[Records start]

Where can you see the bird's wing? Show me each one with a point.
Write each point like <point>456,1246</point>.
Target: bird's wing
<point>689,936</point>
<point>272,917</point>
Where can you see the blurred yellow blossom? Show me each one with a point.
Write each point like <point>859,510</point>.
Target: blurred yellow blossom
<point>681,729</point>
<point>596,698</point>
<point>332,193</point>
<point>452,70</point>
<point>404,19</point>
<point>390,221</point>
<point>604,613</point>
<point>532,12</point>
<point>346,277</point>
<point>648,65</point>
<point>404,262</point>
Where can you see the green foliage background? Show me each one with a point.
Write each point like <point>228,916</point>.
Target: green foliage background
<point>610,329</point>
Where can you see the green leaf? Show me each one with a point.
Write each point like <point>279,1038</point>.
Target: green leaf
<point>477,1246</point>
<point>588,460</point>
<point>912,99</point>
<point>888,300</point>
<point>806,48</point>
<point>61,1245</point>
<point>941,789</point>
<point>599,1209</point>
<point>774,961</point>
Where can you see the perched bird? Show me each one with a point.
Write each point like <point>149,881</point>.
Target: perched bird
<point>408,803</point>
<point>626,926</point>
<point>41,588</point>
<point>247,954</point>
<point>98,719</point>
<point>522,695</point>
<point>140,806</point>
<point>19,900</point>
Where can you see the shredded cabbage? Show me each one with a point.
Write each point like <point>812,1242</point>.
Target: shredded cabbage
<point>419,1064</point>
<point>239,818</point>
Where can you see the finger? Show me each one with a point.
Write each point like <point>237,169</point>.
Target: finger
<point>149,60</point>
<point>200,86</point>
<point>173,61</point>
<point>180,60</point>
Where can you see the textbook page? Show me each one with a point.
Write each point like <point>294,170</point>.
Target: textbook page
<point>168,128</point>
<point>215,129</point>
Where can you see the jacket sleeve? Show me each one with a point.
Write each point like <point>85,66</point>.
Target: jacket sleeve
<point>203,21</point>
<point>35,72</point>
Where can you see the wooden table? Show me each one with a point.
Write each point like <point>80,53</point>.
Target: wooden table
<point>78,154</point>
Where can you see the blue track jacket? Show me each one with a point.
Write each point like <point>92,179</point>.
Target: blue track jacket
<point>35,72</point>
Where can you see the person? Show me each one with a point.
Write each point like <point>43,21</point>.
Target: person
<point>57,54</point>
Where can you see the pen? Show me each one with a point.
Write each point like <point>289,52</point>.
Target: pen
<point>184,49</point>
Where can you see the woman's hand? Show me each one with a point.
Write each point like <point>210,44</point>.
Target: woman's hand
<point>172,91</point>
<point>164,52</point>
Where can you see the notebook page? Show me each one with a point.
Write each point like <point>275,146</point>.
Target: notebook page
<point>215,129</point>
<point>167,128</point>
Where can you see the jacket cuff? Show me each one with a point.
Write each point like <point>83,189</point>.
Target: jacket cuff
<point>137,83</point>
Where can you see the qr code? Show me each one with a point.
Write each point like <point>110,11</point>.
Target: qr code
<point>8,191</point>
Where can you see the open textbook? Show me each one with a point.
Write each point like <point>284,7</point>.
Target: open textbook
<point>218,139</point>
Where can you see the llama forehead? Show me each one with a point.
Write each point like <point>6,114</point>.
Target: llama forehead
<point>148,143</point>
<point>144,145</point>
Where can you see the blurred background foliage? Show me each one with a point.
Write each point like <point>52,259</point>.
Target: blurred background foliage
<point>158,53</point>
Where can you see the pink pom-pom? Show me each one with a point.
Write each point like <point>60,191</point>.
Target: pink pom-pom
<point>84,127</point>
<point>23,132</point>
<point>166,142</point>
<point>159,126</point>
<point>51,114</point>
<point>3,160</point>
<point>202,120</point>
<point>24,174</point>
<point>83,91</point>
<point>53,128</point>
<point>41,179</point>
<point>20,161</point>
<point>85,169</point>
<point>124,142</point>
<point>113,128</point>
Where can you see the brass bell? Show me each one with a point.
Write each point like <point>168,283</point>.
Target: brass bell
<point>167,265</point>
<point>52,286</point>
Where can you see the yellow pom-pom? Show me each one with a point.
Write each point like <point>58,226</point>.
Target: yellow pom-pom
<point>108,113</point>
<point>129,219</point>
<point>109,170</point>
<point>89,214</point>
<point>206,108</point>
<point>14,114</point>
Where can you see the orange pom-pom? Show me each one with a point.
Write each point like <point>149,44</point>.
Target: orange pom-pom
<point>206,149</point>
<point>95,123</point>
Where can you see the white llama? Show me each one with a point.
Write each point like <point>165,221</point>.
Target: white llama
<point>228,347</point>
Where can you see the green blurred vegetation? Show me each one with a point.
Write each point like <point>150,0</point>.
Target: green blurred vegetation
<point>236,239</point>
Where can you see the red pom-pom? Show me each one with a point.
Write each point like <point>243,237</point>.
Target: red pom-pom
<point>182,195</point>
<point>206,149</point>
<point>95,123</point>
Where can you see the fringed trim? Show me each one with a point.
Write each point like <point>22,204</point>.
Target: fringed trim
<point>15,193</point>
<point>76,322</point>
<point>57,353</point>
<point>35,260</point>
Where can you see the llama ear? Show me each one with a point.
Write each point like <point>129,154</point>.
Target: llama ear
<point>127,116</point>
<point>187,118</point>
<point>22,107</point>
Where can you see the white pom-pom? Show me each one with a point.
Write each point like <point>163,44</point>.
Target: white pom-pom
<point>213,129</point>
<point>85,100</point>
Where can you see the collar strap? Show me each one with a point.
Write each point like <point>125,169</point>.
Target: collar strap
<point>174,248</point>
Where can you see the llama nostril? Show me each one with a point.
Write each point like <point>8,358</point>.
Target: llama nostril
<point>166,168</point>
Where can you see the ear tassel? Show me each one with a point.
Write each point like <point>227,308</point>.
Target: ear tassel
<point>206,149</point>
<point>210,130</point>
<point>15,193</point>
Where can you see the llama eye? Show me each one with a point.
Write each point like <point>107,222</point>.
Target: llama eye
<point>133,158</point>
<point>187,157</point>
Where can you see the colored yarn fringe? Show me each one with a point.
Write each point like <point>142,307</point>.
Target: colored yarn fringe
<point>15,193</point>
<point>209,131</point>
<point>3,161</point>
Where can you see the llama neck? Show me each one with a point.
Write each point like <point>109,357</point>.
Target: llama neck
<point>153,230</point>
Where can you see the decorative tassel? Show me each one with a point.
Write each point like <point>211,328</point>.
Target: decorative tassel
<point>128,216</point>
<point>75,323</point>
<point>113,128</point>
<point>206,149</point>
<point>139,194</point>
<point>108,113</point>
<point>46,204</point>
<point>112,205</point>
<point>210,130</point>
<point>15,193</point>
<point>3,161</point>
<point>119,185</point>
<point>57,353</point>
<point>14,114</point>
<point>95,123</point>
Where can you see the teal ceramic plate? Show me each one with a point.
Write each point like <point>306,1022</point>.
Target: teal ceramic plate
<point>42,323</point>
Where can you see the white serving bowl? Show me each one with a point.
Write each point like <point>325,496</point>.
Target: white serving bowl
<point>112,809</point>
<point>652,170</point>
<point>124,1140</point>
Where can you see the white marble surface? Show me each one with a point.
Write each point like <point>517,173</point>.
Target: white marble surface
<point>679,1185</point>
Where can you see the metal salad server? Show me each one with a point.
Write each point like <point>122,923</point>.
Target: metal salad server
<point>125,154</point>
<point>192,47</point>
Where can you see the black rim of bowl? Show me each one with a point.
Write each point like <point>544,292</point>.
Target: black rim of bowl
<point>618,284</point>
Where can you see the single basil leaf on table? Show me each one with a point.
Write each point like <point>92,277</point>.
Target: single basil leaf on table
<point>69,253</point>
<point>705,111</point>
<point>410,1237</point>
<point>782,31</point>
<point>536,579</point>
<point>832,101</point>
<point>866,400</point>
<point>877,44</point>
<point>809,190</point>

[Records end]

-- Task directions --
Copy out every line of the source records above, word for word.

-- Response to the task --
Where can you see the bird's wing? Show me each one with a point.
Write each point like <point>456,1246</point>.
Target: bird's wing
<point>689,936</point>
<point>272,917</point>
Where can you see the blurred yellow blossom? Show me each one with a point.
Write each point like <point>859,510</point>.
Target: blurred yellow blossom
<point>681,729</point>
<point>596,698</point>
<point>332,193</point>
<point>452,70</point>
<point>404,19</point>
<point>390,221</point>
<point>604,613</point>
<point>532,12</point>
<point>346,277</point>
<point>648,65</point>
<point>404,262</point>
Where can you see the green foliage background? Show me each one with a point.
Write each point like <point>228,916</point>.
Target: green foliage background
<point>610,329</point>
Where can you see the green leaf? Show me each one with a point.
Write each point like <point>279,1038</point>.
Target: green leaf
<point>477,1246</point>
<point>588,460</point>
<point>912,99</point>
<point>888,300</point>
<point>806,48</point>
<point>61,1245</point>
<point>941,789</point>
<point>599,1209</point>
<point>774,961</point>
Where can you see the perched bird? Show me each one with a point.
Write each point like <point>149,881</point>.
Target: perched bird
<point>408,803</point>
<point>626,926</point>
<point>41,588</point>
<point>247,954</point>
<point>98,719</point>
<point>522,695</point>
<point>140,806</point>
<point>19,900</point>
Where can you see the shredded cabbage? Show me each one with a point.
Write each point like <point>812,1242</point>.
Target: shredded cabbage
<point>419,1064</point>
<point>239,818</point>
Where can you see the finger? Show me each one with a point.
Write each point like <point>237,169</point>.
Target: finger
<point>149,60</point>
<point>200,86</point>
<point>173,61</point>
<point>180,60</point>
Where can you see the textbook page? Show me each one with a point.
Write each point like <point>294,170</point>.
Target: textbook page
<point>168,128</point>
<point>215,129</point>
Where can you see the jacket sleeve? Show me each one with a point.
Write each point like <point>85,66</point>.
Target: jacket sleeve
<point>203,21</point>
<point>35,72</point>
Where can you see the wooden table? Show me each one with a point.
Write each point like <point>80,53</point>.
Target: wooden table
<point>78,154</point>
Where can you see the blue track jacket? Show me each one with a point.
Write each point like <point>92,179</point>.
Target: blue track jacket
<point>35,72</point>
Where can you see the person? Show me each one with a point.
Write each point like <point>43,21</point>.
Target: person
<point>57,54</point>
Where can you see the pen? Show me each one with a point.
Write each point like <point>289,52</point>.
Target: pen
<point>184,49</point>
Where can you see the woman's hand? Show me each one with a point.
Write each point like <point>210,44</point>.
Target: woman's hand
<point>172,91</point>
<point>164,52</point>
Where can you see the notebook page? Show me each one with a point.
Write each point like <point>275,146</point>.
Target: notebook page
<point>215,129</point>
<point>167,128</point>
Where can you see the jacket cuff? Show me each one with a point.
Write each point like <point>83,189</point>.
Target: jacket cuff
<point>137,83</point>
Where can you see the qr code? Show me each one with a point.
Write each point like <point>110,11</point>.
Target: qr code
<point>8,191</point>
Where can you see the open textbook? Show me each one with a point.
Write each point like <point>284,7</point>.
Target: open textbook
<point>218,139</point>
Where can you see the llama forehead? Show me each one with a point.
Write each point like <point>6,114</point>.
Target: llama forehead
<point>148,143</point>
<point>144,145</point>
Where can you see the blurred background foliage? Show me each one with a point.
Write each point like <point>52,259</point>.
Target: blurred background foliage
<point>158,53</point>
Where can you see the pink pom-pom? Show me each one with a point.
Write each point like <point>60,191</point>.
Target: pink pom-pom
<point>84,127</point>
<point>23,132</point>
<point>166,142</point>
<point>159,126</point>
<point>51,114</point>
<point>3,160</point>
<point>202,120</point>
<point>24,174</point>
<point>83,91</point>
<point>53,128</point>
<point>41,179</point>
<point>20,161</point>
<point>85,169</point>
<point>124,142</point>
<point>113,128</point>
Where can you see the brass bell? Show me each one with a point.
Write each point like <point>168,283</point>.
Target: brass bell
<point>167,265</point>
<point>52,286</point>
Where can you see the yellow pom-pom? Show me each one with a point.
Write each point like <point>58,226</point>.
Target: yellow pom-pom
<point>108,113</point>
<point>129,219</point>
<point>109,170</point>
<point>89,214</point>
<point>206,108</point>
<point>14,114</point>
Where can you see the orange pom-pom? Show me each one with a point.
Write each point like <point>149,44</point>.
Target: orange pom-pom
<point>206,149</point>
<point>95,123</point>
Where can you see the white llama? Show me each one with a point.
Write each point like <point>165,221</point>.
Target: white llama
<point>228,347</point>
Where can you see the green blurred vegetation? Show me each one with a point.
Write each point like <point>150,0</point>.
Target: green blurred vegetation
<point>236,239</point>
Where can you see the red pom-pom? Show me each one with a point.
Write each point like <point>243,237</point>.
Target: red pom-pom
<point>182,195</point>
<point>206,149</point>
<point>95,123</point>
Where can you see the fringed trim? Show me each one with a point.
Write each point like <point>22,204</point>.
Target: fringed trim
<point>15,193</point>
<point>76,322</point>
<point>57,353</point>
<point>35,260</point>
Where can you see the llama ear? Show me each one with a point.
Write each point like <point>129,154</point>.
Target: llama ear
<point>127,116</point>
<point>187,118</point>
<point>22,107</point>
Where can you see the white pom-pom? Show me each one with a point.
Write each point like <point>163,44</point>.
Target: white pom-pom
<point>213,129</point>
<point>85,100</point>
Where can you see the collar strap? Show me each one with a point.
Write each point like <point>125,169</point>.
Target: collar strap
<point>174,248</point>
Where can you see the llama nostril? Show me each one with a point.
Write each point like <point>8,358</point>.
Target: llama nostril
<point>166,168</point>
Where can you see the ear tassel? Show me each one with a point.
Write each point like <point>227,308</point>.
Target: ear tassel
<point>206,149</point>
<point>210,130</point>
<point>15,193</point>
Where can you see the llama eye? Show me each one with a point.
Write each point like <point>107,222</point>.
Target: llama eye
<point>133,158</point>
<point>187,157</point>
Where can you see the colored yarn fringe? Show me each one with a point.
Write each point like <point>142,307</point>.
Target: colored yarn fringe
<point>15,193</point>
<point>209,131</point>
<point>3,161</point>
Where can you see the llama neck? Show me each one with a point.
Write each point like <point>109,357</point>.
Target: llama neck
<point>153,230</point>
Where can you see the decorative tassel? Show me each one with a point.
Write each point like <point>211,328</point>.
Target: decorative tassel
<point>128,216</point>
<point>75,323</point>
<point>113,128</point>
<point>206,149</point>
<point>139,194</point>
<point>108,113</point>
<point>46,204</point>
<point>112,205</point>
<point>210,130</point>
<point>15,193</point>
<point>3,161</point>
<point>119,185</point>
<point>57,353</point>
<point>14,114</point>
<point>95,123</point>
Where can you see the teal ceramic plate? Show me each one with a point.
Write each point like <point>306,1022</point>.
Target: teal ceramic plate
<point>42,323</point>
Where can you see the white serving bowl? Show me each one with a point.
Write each point like <point>325,496</point>.
Target: white serving bowl
<point>112,809</point>
<point>652,170</point>
<point>124,1140</point>
Where can you see the white marble surface? Show me each one with a point.
Write each point like <point>517,173</point>.
Target: white marble surface
<point>679,1185</point>
Where can you see the metal salad server? Show me each one with a point.
Write each point like <point>122,923</point>.
Target: metal salad server
<point>125,154</point>
<point>192,47</point>
Where can you see the black rim of bowl? Show me each one with a point.
Write each point like <point>544,292</point>.
Target: black rim of bowl
<point>618,284</point>
Where can you see the single basil leaf on table? Show me each one with a point.
Write each point like <point>92,277</point>.
Target: single basil leaf on table
<point>69,253</point>
<point>705,111</point>
<point>410,1237</point>
<point>782,31</point>
<point>536,579</point>
<point>832,101</point>
<point>866,400</point>
<point>877,44</point>
<point>809,190</point>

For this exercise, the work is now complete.